**Суть задания**
Ответьте на вопросы по тексту о Мариане Реевском.
1. В каком году Реевский вернулся к своей семье в Польшу?
2. Когда и в каком городе родился Реевский?
3. Где Реевский начал двухгодичное обучение на актуария?

За пять недель до вторжения Германии в Польшу в 1939 году, Реевский и его коллеги представили результаты своих исследований по расшифровке Энигмы французской и британской разведке. Вскоре после начала войны польские криптографы были эвакуированы во Францию, где они продолжили свою работу в сотрудничестве с британскими и французскими коллегами. Они вновь были вынуждены эвакуироваться после падения Франции в июне 1940-го, но спустя несколько месяцев вернулись к тайной работе в вишистской Франции. После того, как страна была полностью оккупирована Германией в ноябре 1942-го, Реевский и математик Генрих Зыгальский бежали через Испанию, Португалию и Гибралтар в Великобританию. Там они работали в подразделении Польской Армии, решая немецкие шифры низкого уровня. В 1946 году Реевский вернулся к своей семье в Польшу и работал бухгалтером, храня молчание о своей работе криптографом до 1967-го года.





Обучение и первая работа

Мариан Реевский родился 16 августа 1905 года, в Бромберге, ныне Быдгощ.(2) Его родителями были Йозеф, продавец сигар, и Матильда, в девичестве Thoms. Он посещал уроки немецкого в Königliches Gymnasium zu Bromberg (Королевская школа грамматики в Бромберге) и окончил старшую школу, сдав матуру (аналог аттестата зрелости в Польше) в 1923. Затем Реевский обучался математике в Университете в Познани, который он окончил 1 марта 1929 года.

В начале 1929-го, незадолго до окончания университета, Реевский стал посещать секретные криптографические курсы для избранных немецкоговорящих студентов-математиков, проводившиеся Бюро шифров (Biuro Szyfrów) при Польском Генеральном Штабе.[1] Реевский и студенты Генрих Зыгальский и Ежи Рожицкий были теми немногими, кто мог следовать учебному курсу, учитывая требования их исследований.

Реевский окончил университет, получив степень магистра математики; темой его дипломной работы была «Теория двойных периодических функций второго и третьего рода и их применения». Несколько недель спустя он начал двухгодичное обучение на актуария в Гёттингене, в Германии.

**Записи для указания и разметки**

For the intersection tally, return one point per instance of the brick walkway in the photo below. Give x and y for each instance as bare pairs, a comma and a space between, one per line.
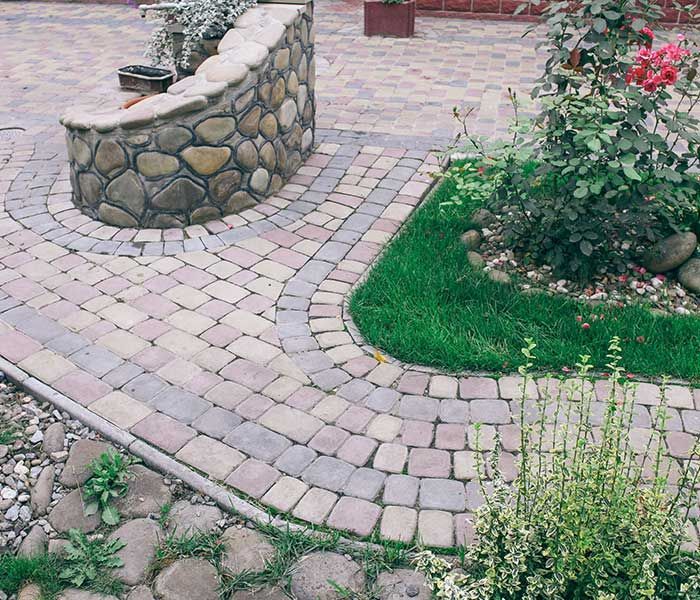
227, 345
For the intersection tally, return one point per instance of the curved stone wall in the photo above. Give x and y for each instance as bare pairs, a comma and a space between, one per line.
216, 143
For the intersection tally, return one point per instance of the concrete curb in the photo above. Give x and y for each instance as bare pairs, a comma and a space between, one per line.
161, 462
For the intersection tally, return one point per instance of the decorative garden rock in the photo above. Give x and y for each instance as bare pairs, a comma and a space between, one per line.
402, 584
186, 579
246, 550
216, 143
471, 239
312, 576
671, 252
689, 275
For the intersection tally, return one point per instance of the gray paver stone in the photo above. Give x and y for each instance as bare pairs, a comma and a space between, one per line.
141, 537
312, 576
246, 550
186, 579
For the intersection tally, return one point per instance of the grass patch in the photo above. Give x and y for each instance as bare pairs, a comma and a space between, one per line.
423, 303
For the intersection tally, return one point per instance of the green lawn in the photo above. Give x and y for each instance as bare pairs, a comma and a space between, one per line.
423, 303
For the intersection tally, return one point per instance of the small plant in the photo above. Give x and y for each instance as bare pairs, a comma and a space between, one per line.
590, 515
85, 560
109, 480
199, 19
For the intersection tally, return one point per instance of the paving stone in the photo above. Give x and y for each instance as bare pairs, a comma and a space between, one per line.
77, 470
435, 528
329, 473
365, 483
402, 584
295, 459
187, 518
146, 495
142, 538
246, 550
163, 432
186, 579
442, 494
425, 462
313, 573
213, 457
258, 442
69, 513
315, 506
253, 477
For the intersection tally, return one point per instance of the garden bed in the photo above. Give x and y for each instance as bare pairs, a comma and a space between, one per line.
446, 314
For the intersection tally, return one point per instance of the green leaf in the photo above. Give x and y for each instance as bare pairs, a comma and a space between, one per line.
631, 173
91, 508
110, 515
586, 247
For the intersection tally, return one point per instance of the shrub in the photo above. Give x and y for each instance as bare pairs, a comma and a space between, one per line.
200, 19
109, 480
613, 148
590, 515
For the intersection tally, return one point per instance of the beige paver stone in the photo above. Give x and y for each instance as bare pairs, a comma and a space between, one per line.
120, 409
211, 456
46, 365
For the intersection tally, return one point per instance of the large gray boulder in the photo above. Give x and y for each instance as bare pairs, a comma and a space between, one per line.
689, 275
671, 252
187, 579
141, 537
313, 574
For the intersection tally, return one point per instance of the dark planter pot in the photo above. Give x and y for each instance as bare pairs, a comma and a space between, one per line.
397, 20
145, 79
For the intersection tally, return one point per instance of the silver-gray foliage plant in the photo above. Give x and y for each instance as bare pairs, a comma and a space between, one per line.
199, 19
598, 511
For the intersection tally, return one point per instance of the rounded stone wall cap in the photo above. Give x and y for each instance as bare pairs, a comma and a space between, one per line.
283, 13
252, 16
107, 121
269, 36
184, 84
228, 72
249, 53
231, 39
178, 105
136, 116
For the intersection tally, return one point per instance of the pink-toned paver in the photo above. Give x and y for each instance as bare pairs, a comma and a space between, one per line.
228, 346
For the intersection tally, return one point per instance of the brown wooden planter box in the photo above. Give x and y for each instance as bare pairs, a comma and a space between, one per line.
396, 20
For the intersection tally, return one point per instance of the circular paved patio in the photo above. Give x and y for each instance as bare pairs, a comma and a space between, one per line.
227, 346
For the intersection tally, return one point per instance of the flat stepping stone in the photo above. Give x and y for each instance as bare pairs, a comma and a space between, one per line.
142, 537
246, 550
35, 543
314, 572
140, 592
266, 593
402, 584
187, 518
54, 437
42, 490
76, 470
186, 579
147, 493
73, 594
69, 513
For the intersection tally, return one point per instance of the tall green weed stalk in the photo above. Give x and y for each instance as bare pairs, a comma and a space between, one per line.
592, 514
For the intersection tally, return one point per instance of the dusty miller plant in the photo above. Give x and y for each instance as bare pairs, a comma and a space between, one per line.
607, 166
591, 514
200, 19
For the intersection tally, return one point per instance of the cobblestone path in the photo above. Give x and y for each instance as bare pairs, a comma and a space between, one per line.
227, 346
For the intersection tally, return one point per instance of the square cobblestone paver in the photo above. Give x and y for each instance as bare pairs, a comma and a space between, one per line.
354, 515
211, 456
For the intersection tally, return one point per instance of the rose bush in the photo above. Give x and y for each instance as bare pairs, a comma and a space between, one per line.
607, 167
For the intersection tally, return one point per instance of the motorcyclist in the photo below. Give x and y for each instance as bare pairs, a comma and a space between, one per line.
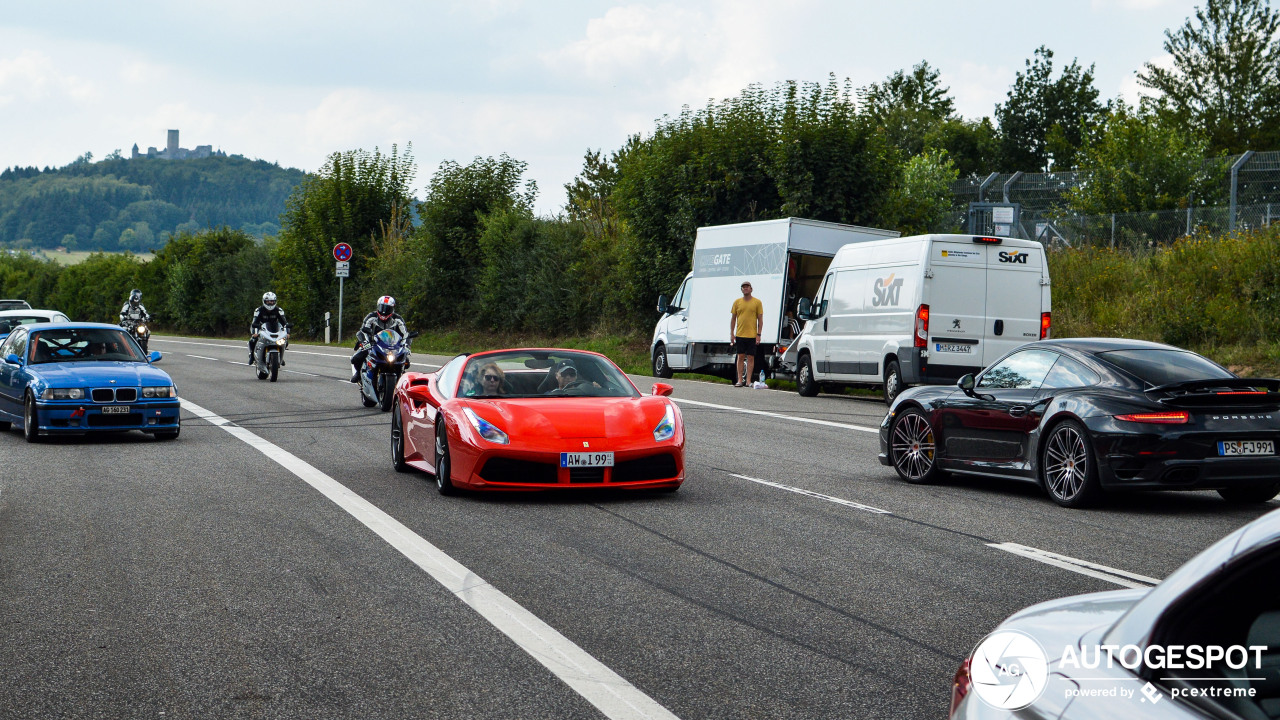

**Ответ**
1. В 1946 году.
2. 16 августа 1905 года, в Бромберге (ныне Быдгощ).
3. В Гёттингене, в Германии.